▶ **Document excerpt**
Summary: Chapter XL
Angel puts the jewelry in the bank and arranges to have
some additional money sent to Tess, then travels to the Wellbridge
Farm to finish some business there. He encounters Izz and impetuously
invites her to go to Brazil with him. Izz agrees, and says that
she loves him. He asks if she loves him more than Tess, and Izz
replies that no one could love him as much as Tess did. Angel sadly
takes Izz to her home and leaves for Brazil alone a few days later.
Summary: Chapter XLI
Tess finds sporadic work at different dairies and manages
to conceal from her family that she is separated from her husband.
When her money begins to run low, she is forced to dip into the
money Angel left for her. Her parents write to her asking for money
to help repair the cottage roof, and she sends them nearly everything
she has. In the meantime, Angel is ill and struggling in Brazil
as part of a desperate and failing community of British farmers.
Even though she is short on money, Tess is too ashamed to ask the
Clares for money.

▶ **Dataset content**

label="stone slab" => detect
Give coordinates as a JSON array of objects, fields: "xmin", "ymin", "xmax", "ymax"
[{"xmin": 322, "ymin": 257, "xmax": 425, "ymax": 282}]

▶ **Tasks**
a) According to the chapter summary, what do Tess's parents want money to repair?
b) Copy the chapter summary word for word from "Summary: Chapter XLI" to "Clares for money.".

▶ **Answers given**
a) The cottage roof.

b)
Summary: Chapter XLI
Tess finds sporadic work at different dairies and manages
to conceal from her family that she is separated from her husband.
When her money begins to run low, she is forced to dip into the
money Angel left for her. Her parents write to her asking for money
to help repair the cottage roof, and she sends them nearly everything
she has. In the meantime, Angel is ill and struggling in Brazil
as part of a desperate and failing community of British farmers.
Even though she is short on money, Tess is too ashamed to ask the
Clares for money.